(Dataset records)
============
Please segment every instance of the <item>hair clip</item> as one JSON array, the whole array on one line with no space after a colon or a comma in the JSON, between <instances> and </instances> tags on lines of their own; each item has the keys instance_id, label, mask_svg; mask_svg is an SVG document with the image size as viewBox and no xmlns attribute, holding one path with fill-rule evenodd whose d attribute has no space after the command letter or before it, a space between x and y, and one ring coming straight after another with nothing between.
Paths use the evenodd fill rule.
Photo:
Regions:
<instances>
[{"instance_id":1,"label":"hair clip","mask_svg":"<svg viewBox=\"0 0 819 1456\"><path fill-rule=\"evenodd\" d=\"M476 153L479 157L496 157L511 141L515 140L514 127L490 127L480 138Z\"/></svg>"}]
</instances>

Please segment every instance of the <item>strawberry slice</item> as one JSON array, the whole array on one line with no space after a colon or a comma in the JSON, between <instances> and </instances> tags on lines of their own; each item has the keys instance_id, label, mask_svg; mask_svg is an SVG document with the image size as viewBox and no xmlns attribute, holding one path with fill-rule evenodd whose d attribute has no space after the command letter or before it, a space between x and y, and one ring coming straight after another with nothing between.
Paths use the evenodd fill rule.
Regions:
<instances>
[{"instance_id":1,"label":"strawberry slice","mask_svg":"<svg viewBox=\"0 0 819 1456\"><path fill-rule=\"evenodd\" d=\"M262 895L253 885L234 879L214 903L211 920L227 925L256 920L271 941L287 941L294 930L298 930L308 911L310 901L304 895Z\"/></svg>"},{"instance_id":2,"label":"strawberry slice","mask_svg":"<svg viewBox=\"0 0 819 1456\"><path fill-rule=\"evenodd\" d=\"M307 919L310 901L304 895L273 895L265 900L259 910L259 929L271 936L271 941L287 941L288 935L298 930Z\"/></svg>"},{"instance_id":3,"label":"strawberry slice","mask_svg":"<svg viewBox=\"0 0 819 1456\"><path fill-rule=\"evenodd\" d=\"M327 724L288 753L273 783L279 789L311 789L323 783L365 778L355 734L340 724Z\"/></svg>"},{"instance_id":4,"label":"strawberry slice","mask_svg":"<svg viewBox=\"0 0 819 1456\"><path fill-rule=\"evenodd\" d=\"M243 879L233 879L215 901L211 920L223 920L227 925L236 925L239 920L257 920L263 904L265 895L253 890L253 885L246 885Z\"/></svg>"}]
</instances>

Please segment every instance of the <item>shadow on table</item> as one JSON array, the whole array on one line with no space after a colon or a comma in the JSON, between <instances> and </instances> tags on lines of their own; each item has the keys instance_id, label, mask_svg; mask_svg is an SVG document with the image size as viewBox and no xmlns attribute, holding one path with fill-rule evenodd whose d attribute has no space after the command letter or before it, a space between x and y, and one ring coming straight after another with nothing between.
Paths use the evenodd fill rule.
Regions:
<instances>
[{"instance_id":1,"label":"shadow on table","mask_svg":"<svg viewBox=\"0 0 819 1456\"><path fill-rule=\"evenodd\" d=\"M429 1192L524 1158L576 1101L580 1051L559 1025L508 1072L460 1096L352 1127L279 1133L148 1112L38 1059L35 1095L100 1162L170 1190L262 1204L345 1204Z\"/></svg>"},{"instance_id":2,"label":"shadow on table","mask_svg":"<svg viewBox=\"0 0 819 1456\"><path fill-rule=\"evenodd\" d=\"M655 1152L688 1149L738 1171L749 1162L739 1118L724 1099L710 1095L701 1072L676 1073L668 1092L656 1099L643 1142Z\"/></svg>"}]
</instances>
============
What is expected: Return each line of the records above that contains the string "hair", matching case exactly.

Answer for the task:
Please segment every instance of the <item>hair clip</item> as one JSON array, the whole array on one line with no space after a colon or a comma in the JSON, between <instances> and </instances> tags on lines of their own; each item has the keys instance_id, label, mask_svg; mask_svg is an SVG document with the image size as viewBox and no xmlns attribute, holding one path with fill-rule evenodd whose d attribute has no space after the command letter or before it, a space between x and y, and one ring coming straight after another with nothing between.
[{"instance_id":1,"label":"hair clip","mask_svg":"<svg viewBox=\"0 0 819 1456\"><path fill-rule=\"evenodd\" d=\"M476 153L479 157L496 157L511 141L515 140L514 127L490 127L480 138Z\"/></svg>"}]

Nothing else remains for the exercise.